━━━ Data for this exercise ━━━
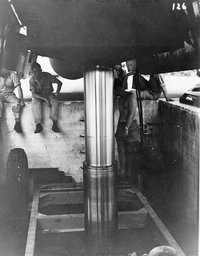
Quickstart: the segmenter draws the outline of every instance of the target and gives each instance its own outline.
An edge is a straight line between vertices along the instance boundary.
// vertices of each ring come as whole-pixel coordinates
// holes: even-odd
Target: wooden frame
[[[33,256],[36,234],[83,231],[84,214],[46,215],[38,212],[40,207],[49,204],[83,203],[83,188],[77,184],[37,185],[34,188],[25,256]],[[137,211],[120,212],[118,228],[148,227],[162,245],[171,246],[179,256],[186,256],[176,241],[137,188],[128,183],[118,186],[118,200],[138,202],[144,206]]]

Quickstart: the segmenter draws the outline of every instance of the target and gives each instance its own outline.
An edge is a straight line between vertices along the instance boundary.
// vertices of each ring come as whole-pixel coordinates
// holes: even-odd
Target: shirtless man
[[[119,78],[114,80],[114,92],[119,96],[120,117],[115,138],[121,166],[120,179],[128,178],[135,182],[136,175],[133,172],[134,156],[140,140],[140,130],[135,118],[137,101],[134,94],[124,90]]]
[[[128,77],[133,74],[132,88],[134,89],[136,84],[135,73],[135,71],[129,72],[126,75],[124,80],[127,81]],[[162,92],[166,101],[174,101],[169,97],[163,74],[150,74],[149,81],[139,74],[139,83],[141,100],[158,100]]]

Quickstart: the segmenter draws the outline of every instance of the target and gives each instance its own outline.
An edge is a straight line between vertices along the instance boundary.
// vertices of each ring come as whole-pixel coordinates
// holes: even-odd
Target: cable
[[[143,117],[142,114],[142,105],[140,96],[140,87],[139,80],[139,65],[138,59],[136,61],[136,70],[135,76],[136,94],[138,109],[139,118],[140,120],[140,146],[144,144]]]

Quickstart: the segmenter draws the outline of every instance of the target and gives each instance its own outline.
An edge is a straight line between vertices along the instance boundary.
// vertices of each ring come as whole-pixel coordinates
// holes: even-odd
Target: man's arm
[[[128,107],[129,108],[129,115],[126,123],[126,127],[128,129],[128,128],[129,128],[133,122],[133,120],[136,114],[137,101],[135,94],[130,93],[128,100]],[[126,129],[124,131],[124,137],[125,138],[127,137],[128,132],[128,130]]]
[[[19,97],[20,97],[20,105],[22,108],[24,106],[24,99],[23,98],[22,90],[20,85],[17,85],[16,88],[17,88],[18,93],[19,94]]]
[[[62,83],[61,81],[58,79],[58,78],[56,78],[55,79],[54,81],[54,83],[58,84],[58,87],[57,88],[57,90],[55,93],[55,95],[58,96],[60,93],[60,89],[61,89],[61,87],[62,86]]]
[[[124,76],[124,82],[127,82],[128,80],[128,78],[129,76],[132,76],[132,75],[134,75],[136,73],[136,72],[134,71],[131,71],[130,72],[129,72],[127,73],[127,74]]]
[[[50,107],[51,106],[51,104],[50,102],[50,101],[48,100],[48,99],[44,98],[44,97],[42,97],[41,95],[39,95],[38,94],[36,93],[35,90],[33,89],[32,89],[31,90],[31,92],[32,93],[32,96],[34,98],[37,98],[38,99],[40,99],[41,100],[44,100],[46,103],[49,105]]]
[[[167,92],[167,89],[165,86],[161,86],[164,96],[166,99],[166,101],[174,101],[173,99],[171,99],[169,98],[169,95],[168,95],[168,92]]]

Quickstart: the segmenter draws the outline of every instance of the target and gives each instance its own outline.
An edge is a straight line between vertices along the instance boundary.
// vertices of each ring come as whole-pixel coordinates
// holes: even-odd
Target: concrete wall
[[[84,116],[83,102],[60,103],[58,125],[61,132],[52,130],[52,121],[49,119],[49,108],[43,104],[43,131],[34,134],[34,123],[30,102],[26,102],[21,114],[23,133],[13,129],[15,121],[10,104],[4,105],[4,117],[1,124],[2,151],[1,180],[5,180],[6,162],[10,150],[23,148],[30,168],[58,167],[74,180],[82,180],[80,166],[85,160],[85,140],[80,135],[84,133],[84,122],[79,120]]]
[[[144,102],[144,112],[148,122],[157,122],[156,101]],[[17,133],[14,130],[14,116],[10,104],[4,104],[4,113],[0,126],[0,178],[4,183],[8,156],[11,149],[15,148],[23,148],[27,155],[30,168],[58,167],[64,172],[66,175],[71,175],[76,182],[82,181],[83,161],[85,154],[80,151],[85,150],[84,124],[80,119],[84,117],[84,103],[83,101],[60,102],[59,119],[58,122],[61,132],[55,133],[52,130],[52,120],[49,118],[49,108],[46,104],[43,105],[44,120],[42,132],[35,134],[35,126],[31,110],[31,103],[26,102],[21,112],[21,126],[23,133]],[[145,106],[147,104],[148,107]],[[137,114],[138,118],[138,114]],[[114,116],[115,130],[119,118],[119,111]],[[144,120],[146,120],[144,117]],[[118,162],[117,144],[115,142],[115,159]],[[119,169],[120,165],[118,164]]]
[[[169,210],[197,230],[198,223],[200,109],[159,101],[160,148],[167,165]],[[178,213],[178,214],[177,214]],[[194,230],[193,230],[194,231]]]

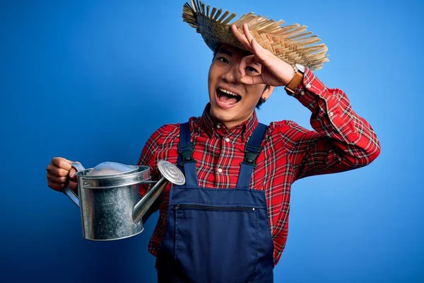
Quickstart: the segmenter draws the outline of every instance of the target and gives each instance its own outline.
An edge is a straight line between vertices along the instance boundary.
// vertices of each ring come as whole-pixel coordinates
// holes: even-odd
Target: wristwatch
[[[293,79],[292,79],[290,83],[288,83],[288,84],[284,88],[288,94],[292,95],[295,94],[295,89],[296,88],[296,86],[299,86],[303,80],[305,66],[300,64],[296,64],[293,65],[293,69],[295,69],[295,76],[293,76]]]

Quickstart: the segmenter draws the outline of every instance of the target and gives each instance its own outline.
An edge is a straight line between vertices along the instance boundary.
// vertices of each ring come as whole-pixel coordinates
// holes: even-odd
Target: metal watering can
[[[148,166],[103,162],[85,169],[78,162],[78,195],[69,187],[64,192],[81,209],[84,238],[92,241],[119,240],[143,231],[141,219],[169,182],[184,185],[185,178],[175,165],[158,163],[162,178],[151,181]],[[155,184],[140,200],[139,184]]]

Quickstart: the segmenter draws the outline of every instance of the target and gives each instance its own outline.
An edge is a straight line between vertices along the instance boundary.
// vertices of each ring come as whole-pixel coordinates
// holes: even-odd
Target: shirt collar
[[[210,110],[211,103],[208,103],[200,118],[199,125],[209,137],[215,137],[220,138],[228,134],[233,134],[241,136],[242,139],[245,141],[247,137],[250,137],[258,124],[256,111],[254,111],[249,119],[228,131],[219,120],[211,116],[209,113]]]

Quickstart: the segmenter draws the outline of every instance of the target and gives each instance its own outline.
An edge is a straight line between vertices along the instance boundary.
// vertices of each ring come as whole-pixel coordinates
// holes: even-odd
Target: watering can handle
[[[76,172],[85,170],[84,167],[79,162],[72,162],[71,166],[76,170]],[[72,190],[71,190],[69,186],[65,187],[63,190],[63,192],[69,197],[72,202],[79,207],[79,199],[78,198],[78,195],[76,195],[76,194],[73,192]]]

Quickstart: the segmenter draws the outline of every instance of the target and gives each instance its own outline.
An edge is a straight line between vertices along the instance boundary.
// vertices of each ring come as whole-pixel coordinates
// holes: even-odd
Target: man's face
[[[209,68],[210,112],[228,128],[249,119],[259,99],[267,98],[273,90],[273,87],[265,90],[264,84],[247,85],[240,82],[240,64],[244,57],[249,54],[224,45],[219,48]],[[259,75],[261,69],[259,64],[248,65],[246,76]]]

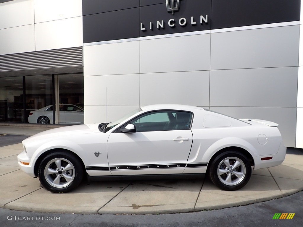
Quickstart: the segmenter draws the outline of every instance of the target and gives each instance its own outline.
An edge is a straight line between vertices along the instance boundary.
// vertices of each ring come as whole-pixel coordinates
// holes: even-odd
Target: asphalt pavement
[[[18,136],[0,133],[0,147],[20,143],[22,140],[29,137],[28,136]]]
[[[121,214],[158,214],[161,215],[147,215],[146,217],[170,217],[173,216],[170,216],[172,215],[171,214],[163,216],[162,214],[238,207],[232,208],[234,209],[239,208],[241,206],[246,206],[245,205],[247,205],[287,196],[303,189],[302,150],[289,149],[285,160],[281,165],[253,171],[247,185],[237,191],[221,190],[207,178],[205,178],[175,180],[84,182],[78,188],[70,192],[63,194],[52,193],[43,188],[38,179],[29,176],[20,169],[16,157],[22,150],[22,144],[18,143],[2,146],[2,143],[6,140],[3,139],[6,138],[8,140],[11,139],[10,136],[6,137],[0,136],[0,207],[6,209],[47,214],[99,214],[102,215],[100,217],[103,217],[107,216],[104,216],[105,214],[120,214],[108,216],[110,217],[108,218],[109,219],[114,218],[110,217],[115,217],[114,219],[115,220],[120,218],[116,217],[128,216]],[[15,143],[19,143],[22,139],[21,137],[11,138]],[[298,194],[301,194],[300,193]],[[273,201],[278,201],[280,199],[282,199]],[[284,204],[281,208],[277,206],[278,209],[276,208],[276,209],[274,206],[270,208],[270,211],[269,209],[267,211],[264,210],[258,215],[253,210],[250,212],[251,215],[255,215],[255,222],[259,221],[258,220],[260,217],[263,217],[263,219],[260,220],[263,221],[269,218],[268,215],[271,215],[270,218],[272,219],[275,214],[272,214],[273,212],[290,213],[300,212],[302,214],[301,211],[294,210],[297,206],[301,206],[302,202],[301,196],[294,200],[291,206],[288,206],[287,204]],[[251,206],[252,205],[249,205],[248,207]],[[285,209],[282,209],[283,207]],[[7,213],[5,211],[8,210],[1,210],[2,212]],[[191,214],[197,213],[191,213],[188,214],[188,216],[186,217],[193,215],[194,216],[193,218],[195,218],[195,215],[198,215]],[[202,212],[201,213],[204,215],[205,213],[209,213]],[[240,218],[241,215],[238,215],[237,213],[228,215],[228,220],[233,219],[237,217]],[[44,215],[47,215],[45,213]],[[64,215],[64,216],[65,215]],[[220,215],[223,216],[218,216],[216,218],[220,220],[220,217],[224,217],[221,219],[221,222],[223,222],[227,215],[223,213]],[[245,215],[247,216],[248,215]],[[80,222],[82,218],[80,217],[88,216],[74,215],[73,214],[72,216],[74,218],[79,217],[79,221]],[[298,216],[296,215],[295,217]],[[99,217],[94,215],[92,216]],[[143,219],[146,218],[142,218]],[[187,218],[181,218],[180,223],[184,224],[184,222],[182,222],[184,219],[189,222],[188,223],[192,225],[185,226],[195,226],[195,223],[199,223],[197,226],[207,224],[204,220],[205,218],[207,219],[207,217],[203,217],[203,220],[200,221],[198,219],[195,223],[191,222],[190,219]],[[100,221],[100,219],[98,220],[98,222]],[[174,222],[174,218],[169,220],[168,219],[168,226],[171,225],[170,223],[171,223],[170,226],[178,226]],[[12,220],[7,220],[8,221]],[[292,219],[290,221],[293,221]],[[216,222],[210,223],[216,225]],[[222,226],[222,224],[220,225],[219,222],[217,222],[218,226]],[[7,222],[8,224],[12,223]],[[126,222],[124,224],[127,223]],[[280,225],[284,222],[275,223],[276,226],[283,226]],[[85,226],[85,223],[83,224]],[[103,224],[102,226],[108,226],[103,225]],[[246,222],[245,224],[248,224]],[[113,226],[118,225],[114,222],[113,224],[114,225]],[[2,223],[0,225],[2,226]]]
[[[9,227],[301,227],[303,192],[281,199],[222,209],[171,214],[77,215],[18,211],[0,208],[1,226]],[[273,219],[276,213],[292,219]]]

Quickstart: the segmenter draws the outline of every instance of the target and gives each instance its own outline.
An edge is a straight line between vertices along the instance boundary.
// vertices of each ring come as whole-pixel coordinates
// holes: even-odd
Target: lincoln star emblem
[[[177,0],[177,2],[175,5],[175,0],[171,0],[171,6],[170,5],[170,0],[166,0],[166,8],[167,9],[168,12],[171,12],[171,14],[174,15],[174,13],[175,11],[179,10],[179,6],[180,0]]]
[[[98,152],[98,153],[95,151],[95,155],[96,156],[96,157],[98,157],[98,156],[99,156],[99,155],[101,153],[100,153],[100,152],[99,152],[99,151]]]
━━━
- **Exercise objective**
Show each line of the items above that contains the word "watering".

- **Reply to the task**
Target: metal watering can
Target: watering can handle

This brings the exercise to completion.